##### TEXTABSCHNITT
Liefern mit sauberen Transportern

«AdBlue» wird in die Abgase von Diesel-motoren eingespritzt, um Stickoxid-Emissionen zu reduzieren. Bild: Daimler

Nutzfahrzeuge.  Was die Umweltverträglichkeit von Lieferwagen angeht, wurden diese von Herstellerseite bis anhin eher stiefmütterlich behandelt. Aufgrund neuer Vorschriften wird sich dies ab nächstem Jahr ändern. Dies gilt es vor dem Kauf im Hinterkopf zu behalten.

Am 30. September 2018 waren in der Schweiz 383 918 Lieferwagen eingelöst, 103 716 mehr als zum selben Zeitpunkt vor neun Jahren. Sie sind tagtäglich mit Tausenden von ähnlichen Fahrzeugen aus dem Ausland auf unseren Strassen unterwegs, und das oft ziemlich flott und in unterschiedlichem Alter und Zustand.
##########
##### ERFASSTE DATEN
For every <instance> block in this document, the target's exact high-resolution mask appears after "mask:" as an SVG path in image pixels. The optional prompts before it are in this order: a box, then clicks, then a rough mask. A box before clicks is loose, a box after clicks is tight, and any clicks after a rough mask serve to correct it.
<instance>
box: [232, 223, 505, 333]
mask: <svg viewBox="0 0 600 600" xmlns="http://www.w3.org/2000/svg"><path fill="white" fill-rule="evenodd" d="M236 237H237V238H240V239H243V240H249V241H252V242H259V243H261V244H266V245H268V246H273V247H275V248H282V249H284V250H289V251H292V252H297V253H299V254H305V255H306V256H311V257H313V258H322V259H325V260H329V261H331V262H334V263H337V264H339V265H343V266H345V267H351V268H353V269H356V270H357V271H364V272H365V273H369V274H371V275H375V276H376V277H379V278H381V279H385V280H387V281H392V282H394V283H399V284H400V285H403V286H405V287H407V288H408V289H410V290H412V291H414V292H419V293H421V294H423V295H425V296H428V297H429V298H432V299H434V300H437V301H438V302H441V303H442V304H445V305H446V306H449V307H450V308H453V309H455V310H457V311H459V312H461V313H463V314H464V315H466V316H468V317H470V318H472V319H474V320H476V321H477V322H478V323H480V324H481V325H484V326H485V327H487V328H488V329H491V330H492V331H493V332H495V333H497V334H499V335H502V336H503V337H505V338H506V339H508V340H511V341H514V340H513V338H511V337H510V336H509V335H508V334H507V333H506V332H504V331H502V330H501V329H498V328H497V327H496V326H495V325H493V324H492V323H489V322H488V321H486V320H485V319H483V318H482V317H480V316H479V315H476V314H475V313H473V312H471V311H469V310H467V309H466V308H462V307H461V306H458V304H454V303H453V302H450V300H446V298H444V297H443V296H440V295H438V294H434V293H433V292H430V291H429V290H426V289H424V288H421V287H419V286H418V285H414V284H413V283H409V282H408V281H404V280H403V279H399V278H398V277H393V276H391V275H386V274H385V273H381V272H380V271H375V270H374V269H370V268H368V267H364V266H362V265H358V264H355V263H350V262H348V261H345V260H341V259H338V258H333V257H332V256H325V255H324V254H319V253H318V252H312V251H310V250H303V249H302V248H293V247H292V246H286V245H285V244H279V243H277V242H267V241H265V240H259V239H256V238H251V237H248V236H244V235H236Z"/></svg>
##########
◆ AUFTRAG 1 ◆
Wie viele Lieferwagen waren laut dem Text über saubere Transporter am 30. September 2018 in der Schweiz eingelöst?
◆ AUFTRAG 2 ◆
Schreib aus dem Text über saubere Transporter alles von „Nutzfahrzeuge.  Was die“ bis hinunter zu „Hinterkopf zu behalten.“ ab.
◆ AUFTRAG 3 ◆
Schreib den Text über saubere Transporter weiter, und zwar ab dort, wo er aufhört.
Die Daten braucht man hier nicht.

◆ ANTWORTFELD 1 ◆
383 918 Lieferwagen.

◆ ANTWORTFELD 2 ◆
Nutzfahrzeuge.  Was die Umweltverträglichkeit von Lieferwagen angeht, wurden diese von Herstellerseite bis anhin eher stiefmütterlich behandelt. Aufgrund neuer Vorschriften wird sich dies ab nächstem Jahr ändern. Dies gilt es vor dem Kauf im Hinterkopf zu behalten.

◆ ANTWORTFELD 3 ◆
Vorschriften für Lieferwagen

Seit Mitte 2012 gelten für Personenwagen, die in der Schweiz neu zugelassen werden, dieselben CO2-Emissionsvorschriften wie in der EU. Das heisst, dass ein neu zugelassenes Auto im Durchschnitt maximal 130 Gramm CO2 pro gefahrenen Kilometer ausstossen darf. Diese Zielvorgabe gilt noch bis Ende 2019, danach wird der Zielwert schrittweise und in einem ausgeklügelten Verfahren auf 95 Gramm reduziert.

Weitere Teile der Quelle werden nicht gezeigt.